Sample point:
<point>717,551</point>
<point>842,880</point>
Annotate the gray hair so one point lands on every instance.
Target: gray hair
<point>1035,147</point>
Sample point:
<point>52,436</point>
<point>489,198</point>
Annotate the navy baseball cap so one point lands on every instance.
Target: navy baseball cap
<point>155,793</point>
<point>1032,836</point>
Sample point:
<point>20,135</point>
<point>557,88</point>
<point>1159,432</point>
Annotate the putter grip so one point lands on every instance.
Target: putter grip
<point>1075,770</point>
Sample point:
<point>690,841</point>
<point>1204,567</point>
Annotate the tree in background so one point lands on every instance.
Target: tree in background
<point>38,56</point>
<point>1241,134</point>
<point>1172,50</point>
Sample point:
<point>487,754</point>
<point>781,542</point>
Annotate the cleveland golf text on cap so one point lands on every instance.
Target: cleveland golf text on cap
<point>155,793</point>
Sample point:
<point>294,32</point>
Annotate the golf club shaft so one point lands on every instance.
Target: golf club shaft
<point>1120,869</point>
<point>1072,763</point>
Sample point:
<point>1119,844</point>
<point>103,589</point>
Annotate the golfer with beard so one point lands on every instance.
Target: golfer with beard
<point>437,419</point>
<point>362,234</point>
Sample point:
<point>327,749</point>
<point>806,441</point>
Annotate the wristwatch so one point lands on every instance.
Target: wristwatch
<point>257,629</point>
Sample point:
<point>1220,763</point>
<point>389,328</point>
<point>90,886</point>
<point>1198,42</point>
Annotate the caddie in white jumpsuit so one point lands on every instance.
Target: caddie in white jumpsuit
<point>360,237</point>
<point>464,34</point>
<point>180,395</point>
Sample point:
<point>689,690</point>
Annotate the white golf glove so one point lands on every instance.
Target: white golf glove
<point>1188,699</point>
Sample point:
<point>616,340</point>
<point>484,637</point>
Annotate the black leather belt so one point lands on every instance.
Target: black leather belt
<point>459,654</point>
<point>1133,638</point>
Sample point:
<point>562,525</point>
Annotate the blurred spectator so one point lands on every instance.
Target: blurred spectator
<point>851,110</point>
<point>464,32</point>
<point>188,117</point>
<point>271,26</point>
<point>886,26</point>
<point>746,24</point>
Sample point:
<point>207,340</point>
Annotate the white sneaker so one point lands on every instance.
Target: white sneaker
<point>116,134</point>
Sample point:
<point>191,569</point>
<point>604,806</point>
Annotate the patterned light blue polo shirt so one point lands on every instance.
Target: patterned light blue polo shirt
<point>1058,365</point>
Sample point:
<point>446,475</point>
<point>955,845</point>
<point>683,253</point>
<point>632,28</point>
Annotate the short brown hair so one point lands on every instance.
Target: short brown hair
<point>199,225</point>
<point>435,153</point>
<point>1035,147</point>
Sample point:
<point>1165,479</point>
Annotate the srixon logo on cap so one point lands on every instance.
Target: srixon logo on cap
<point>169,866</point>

▬▬▬▬▬▬

● **GIVEN REQUEST**
The records above should be returned exactly.

● **SOLVED EXERCISE**
Sample point:
<point>717,551</point>
<point>842,880</point>
Annotate the gray hair so one point lands on every instance.
Target: gray hair
<point>1035,147</point>
Sample point:
<point>52,436</point>
<point>489,198</point>
Annotate the navy baseball cap so one point lands on every instance.
Target: navy baseball cap
<point>155,793</point>
<point>1032,836</point>
Sample point:
<point>20,135</point>
<point>557,88</point>
<point>1159,432</point>
Annotate the putter grip so one point lands on every instance.
Target: putter grip
<point>1075,770</point>
Sample point:
<point>690,841</point>
<point>1204,567</point>
Annotate the tree in background so one point lands on every instance.
Target: tree in background
<point>38,56</point>
<point>1241,134</point>
<point>1172,50</point>
Sample point:
<point>487,754</point>
<point>781,542</point>
Annotate the cleveland golf text on cap so one point lands on every instance.
Target: cleveland golf text on cap
<point>155,793</point>
Sample point:
<point>294,32</point>
Annotate the golf club shaft so one point lands on every instance.
Target: golf club shaft
<point>1120,869</point>
<point>1072,763</point>
Sample point:
<point>1119,844</point>
<point>103,589</point>
Annotate the golfer with beard so one point lands on every instance.
Target: golfer with beard
<point>437,419</point>
<point>362,234</point>
Sample point:
<point>327,749</point>
<point>806,441</point>
Annotate the wristwatch so one point lands on every instance.
Target: wristwatch
<point>257,629</point>
Sample point:
<point>1220,763</point>
<point>389,328</point>
<point>90,886</point>
<point>1198,42</point>
Annotate the caddie in white jumpsuit so one point lands on every instance.
Target: caddie in white jumpsuit
<point>360,237</point>
<point>464,34</point>
<point>180,395</point>
Sample point:
<point>689,690</point>
Annotate the white golf glove so one point lands on every instance.
Target: white golf glove
<point>1188,699</point>
Sample point:
<point>616,340</point>
<point>484,637</point>
Annotate the black leather belt so one point lands on every instance.
Target: black leather belt
<point>459,654</point>
<point>1133,638</point>
Sample point:
<point>562,525</point>
Annotate the blurred spectator so one point lands on every instance.
Target: blurred spectator
<point>851,110</point>
<point>464,32</point>
<point>188,117</point>
<point>271,26</point>
<point>886,26</point>
<point>746,24</point>
Sample point:
<point>207,340</point>
Annotate the white sneaker so one point lands on every instance.
Target: white sneaker
<point>116,134</point>
Sample point:
<point>191,569</point>
<point>604,806</point>
Annotate the patterned light blue polo shirt so one point lands on every instance.
Target: patterned light blue polo shirt
<point>1058,365</point>
Sample point:
<point>446,475</point>
<point>955,845</point>
<point>683,253</point>
<point>632,28</point>
Annotate the short brown hair so one point lands on every instance.
Target: short brown hair
<point>199,225</point>
<point>435,153</point>
<point>1035,147</point>
Sample point:
<point>1165,479</point>
Annotate the srixon logo on cap so one point lands on every instance.
Target: srixon logo on cap
<point>169,866</point>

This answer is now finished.